Dataset records:
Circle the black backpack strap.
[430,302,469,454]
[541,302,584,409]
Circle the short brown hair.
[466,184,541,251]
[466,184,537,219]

Request:
Reproduce every one of the entries above line for line, with nothing added, dropped, or altered.

Exercise response:
Circle the black backpack strap.
[430,302,469,454]
[541,302,584,409]
Circle the short brown hair.
[466,184,541,251]
[466,184,537,219]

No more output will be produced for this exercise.